» Extrait fourni:
Monsieur le président,
En ce jour de Saint Valentin, fête des amoureux, mon esprit de contradiction n'y résiste pas. Je cherchais un homme. Quelqu'un à qui envoyer un courrier de désamour. Mais pas n'importe qui, non, un homme que je n'aurais jamais aimé, un homme que je n'aurais jamais pu aimer. Et voilà qu'en écoutant France Info parler de la messe de TF1 que vous allez célébrer demain soir, j'ai pensé à vous.
Vous n'avez jamais été, et vous ne serez jamais mon président. Même si, par malheur pour mon pays, vous étiez de nouveau élu pour cinq longues et interminables années.
En 2007, je me souviens des larmes de millions de personnes qui n'avaient pas voté pour vous. Je me souviens de la déception de ceux qui s'étaient mobilisés pour que le pire n'arrive pas. Le pire, votre élection.
Je vous revois encore, avec votre tressautement, vos tics, votre arrogance.
C'est plus fort que moi, je vous blaire pas, heu pardon, voilà que je cause comme vous. Je ne vous aime pas. Je ne peux pas voir votre image ni entendre votre voix sans être prise d'une rage destructrice. Je parle toute seule, et je fais même peur à mes chats, c'est dire.
Non, parce que ce que je vois autour de moi, c'est la vraie misère. Celle que vous aviez promis d'éradiquer. Avant. Quand vous aviez envie d'être président devant votre barbe à raser tous les matins.
Vous voulez quelques exemples ?
Tous les matins, justement, en allant travailler, je croise un couple âgé, ou sans âge, digne et miséreux. Lui, marchant devant, en costume sombre, chapeau sur la tête, elle trottinant derrière, dans un manteau loqueteux, tirant une valise à roulettes. Ils sont virés tous les matins de leur abri de misère. Je n'ai encore pas osé m'adresser à eux. Dès que je me sentirai capable d'affronter leur histoire sans avoir envie de venir en personne vous la raconter yeux dans les yeux, je vous ferai parvenir un compte-rendu.
Je vois aussi tous les matins la niche à chien installée face à la banque, dans la rue principale. Clément est parti, un autre a pris la place chaude, si on peut dire. Comme il n'y en a qu'une de niche à chien, vous pensez bien que celui qui a l'immense chance de dormir dedans plutôt que sur le trottoir, il la garde farouchement. Ça aussi, j'aimerais venir vous en parler.

[Annotations de segmentation]
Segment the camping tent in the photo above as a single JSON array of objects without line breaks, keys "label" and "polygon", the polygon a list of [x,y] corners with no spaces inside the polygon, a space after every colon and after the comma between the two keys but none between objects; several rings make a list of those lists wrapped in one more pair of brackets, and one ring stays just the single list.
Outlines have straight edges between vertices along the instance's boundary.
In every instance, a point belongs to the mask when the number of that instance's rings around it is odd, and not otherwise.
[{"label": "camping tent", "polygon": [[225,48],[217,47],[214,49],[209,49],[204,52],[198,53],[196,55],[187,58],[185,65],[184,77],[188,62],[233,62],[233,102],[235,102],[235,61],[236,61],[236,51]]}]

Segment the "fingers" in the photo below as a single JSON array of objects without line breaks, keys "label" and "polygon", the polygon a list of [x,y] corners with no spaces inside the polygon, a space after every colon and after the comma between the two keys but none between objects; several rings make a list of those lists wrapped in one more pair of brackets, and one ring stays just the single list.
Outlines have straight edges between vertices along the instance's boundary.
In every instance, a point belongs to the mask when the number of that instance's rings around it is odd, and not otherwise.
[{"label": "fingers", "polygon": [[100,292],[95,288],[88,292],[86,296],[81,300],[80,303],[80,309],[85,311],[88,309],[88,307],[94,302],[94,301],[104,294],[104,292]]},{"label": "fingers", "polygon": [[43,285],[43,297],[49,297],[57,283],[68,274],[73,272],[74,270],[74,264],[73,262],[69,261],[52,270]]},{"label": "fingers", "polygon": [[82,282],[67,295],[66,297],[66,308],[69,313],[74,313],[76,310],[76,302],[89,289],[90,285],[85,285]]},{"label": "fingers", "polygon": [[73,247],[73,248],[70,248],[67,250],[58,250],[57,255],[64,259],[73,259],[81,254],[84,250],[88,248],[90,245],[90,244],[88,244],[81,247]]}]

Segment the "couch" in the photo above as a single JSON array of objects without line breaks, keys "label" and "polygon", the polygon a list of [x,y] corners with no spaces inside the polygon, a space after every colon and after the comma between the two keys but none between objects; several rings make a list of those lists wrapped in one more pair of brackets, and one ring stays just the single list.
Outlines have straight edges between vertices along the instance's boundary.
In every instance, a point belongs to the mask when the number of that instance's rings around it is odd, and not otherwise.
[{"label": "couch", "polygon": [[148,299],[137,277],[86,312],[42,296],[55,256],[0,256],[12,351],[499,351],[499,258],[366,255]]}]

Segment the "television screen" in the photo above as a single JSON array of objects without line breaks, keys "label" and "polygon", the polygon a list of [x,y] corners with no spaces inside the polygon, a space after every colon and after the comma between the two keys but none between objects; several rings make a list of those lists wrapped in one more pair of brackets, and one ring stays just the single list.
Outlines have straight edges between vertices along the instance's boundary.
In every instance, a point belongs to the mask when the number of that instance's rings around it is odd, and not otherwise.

» Objectifs:
a: Recopiez le passage de la lettre au président qui s'ouvre sur les mots contenant « Je vois aussi » et se clôt sur « vous en parler. ».
b: Poursuivez la lettre au président à partir de sa dernière phrase.

» Réponses par tâche:
a:
Je vois aussi tous les matins la niche à chien installée face à la banque, dans la rue principale. Clément est parti, un autre a pris la place chaude, si on peut dire. Comme il n'y en a qu'une de niche à chien, vous pensez bien que celui qui a l'immense chance de dormir dedans plutôt que sur le trottoir, il la garde farouchement. Ça aussi, j'aimerais venir vous en parler.

b:
Autant vous mettre à l'aise tout de suite, c'est pas de politique que je viens vous causer. Heu pardon, ça me reprend, vous parler. J'y pige que dalle à la politique. Ce que je vois moi, c'est tout ça. Ce que je viens de vous décrire. Je vois aussi mes parents, petits retraités (ouf propriétaires!) mais qui rabotent leurs dépenses. Je vois mes collègues de travail, quand elles consultent leur compte en banque, se demandant si les courses ce mois-ci elles vont les faire chez Lidl ou Casino.
Vous, ça va ? C'est du bio que vous mangez ? Vous voulez que je vous raconte les courses des gens pauvres ? Du moins de ceux qui travaillent et qui arrivent à avoir un salaire. Les autres, les courses, c'est souvent Resto du cœur, là où vous êtes allé, courageusement, avec tant d'accompagnateurs.
Alors, monsieur le Président, je vais vous dire une bonne chose. Demain soir, vous fatiguez pas. Heu, pardon, ne vous fatiguez pas. Renoncez. Pour une fois, faites comme si vous nous aimiez. Un tout petit peu. Dites-nous au revoir. Vous pouvez même le dire à la manière de monsieur Giscard, ou bien plus solennellement, mais un geste, un coucou de la main suffira pour des millions d'ovations.
Elisa, blogueuse chez mediapart.
(merci à Chimulus)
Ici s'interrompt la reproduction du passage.